Review

Melacak Genealogi Intelektual Ulama Betawi

3 Mins read

Jakarta sebagai kota metropolitan dalam sejarah perkembangannya banyak dipengaruhi oleh para ulama Betawi. Para ulama Betawi ini selain berjuangan melawan kolonial penjajah, juga sangat berperan dalam memberikan kontribusi dalam menyebarkan Islam dengan khazanah keilmuan. Hal itu sebagaimana diungkap dalam buku berjudul, “Genealogi Intelektual Ulama Betawi (Melacak Jaringan Ulama Betawi dari Awal Abad ke-19 sampai Abad ke-21)”. Buku setebal 142 halaman ini berkisah tentang peran, kontribusi, dan jaringan keilmuan yang dibangun.

- Baris data:

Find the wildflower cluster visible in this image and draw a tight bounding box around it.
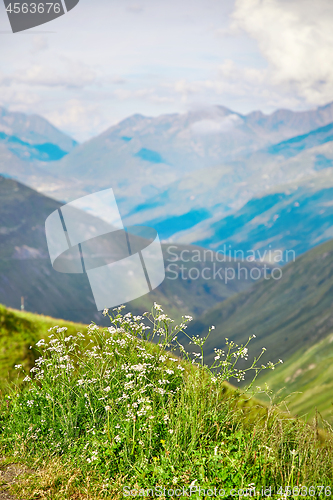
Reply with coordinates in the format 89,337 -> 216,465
0,303 -> 294,491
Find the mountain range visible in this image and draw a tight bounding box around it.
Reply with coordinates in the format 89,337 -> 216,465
0,176 -> 262,323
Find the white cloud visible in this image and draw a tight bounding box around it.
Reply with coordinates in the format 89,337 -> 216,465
190,114 -> 242,135
43,99 -> 103,140
233,0 -> 333,104
11,61 -> 96,88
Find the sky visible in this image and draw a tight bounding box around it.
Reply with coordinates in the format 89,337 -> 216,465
0,0 -> 333,141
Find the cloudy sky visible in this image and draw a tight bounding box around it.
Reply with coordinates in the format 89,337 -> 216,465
0,0 -> 333,141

- Tugas yang diberikan A: Salin kata demi kata bagian teks tentang ulama Betawi dari "3 Mins read" sampai "keilmuan yang dibangun.".
- Tugas yang diberikan B: Menurut teks tentang ulama Betawi, mengapa para ulama Betawi dikatakan banyak memengaruhi sejarah perkembangan Jakarta? Jelaskan dalam satu sampai tiga kalimat.
- Tugas yang diberikan C: Tuliskan kelanjutan teks tentang ulama Betawi setelah kalimat terakhirnya.
Daftar tersebut merupakan bahan yang terpisah dari teks tentang ulama Betawi.

- Hasil latihan A:
3 Mins read

Jakarta sebagai kota metropolitan dalam sejarah perkembangannya banyak dipengaruhi oleh para ulama Betawi. Para ulama Betawi ini selain berjuangan melawan kolonial penjajah, juga sangat berperan dalam memberikan kontribusi dalam menyebarkan Islam dengan khazanah keilmuan. Hal itu sebagaimana diungkap dalam buku berjudul, “Genealogi Intelektual Ulama Betawi (Melacak Jaringan Ulama Betawi dari Awal Abad ke-19 sampai Abad ke-21)”. Buku setebal 142 halaman ini berkisah tentang peran, kontribusi, dan jaringan keilmuan yang dibangun.

- Hasil latihan B: Selain berjuang melawan penjajah kolonial, para ulama Betawi juga sangat berperan dalam menyebarkan Islam melalui khazanah keilmuan.

- Hasil latihan C:
Buku Jaringan Ulama Betawi ini yang mencakup ulama Betawi sejak abad ke-19 sampai abad ke-21 sekarang ini pada dasarnya masih menggunakan definisi ‘konvensioanl’ tentang ulama. Dalam definisi konvensional itu, ulama adalah mereka yang belajar ilmu-ilmu agama Islam, apakah secara langsung kepada ulama tertentu atau dalam lembaga-lembaga pendidikan tradisional Islam seperti halaqah, madrasah, dan pesantren.

Mereka yang kemudian memiliki pengetahuan cukup memadai dan bahkan ahli dalam ilmu-ilmu keagamaan Islam seperti, fiqih, tafsir, atau tasawuf dan selanjutnya mengabdikan dirinya dalam masyarakat Muslim, yang kemudian mengakui mereka sebagai ulama.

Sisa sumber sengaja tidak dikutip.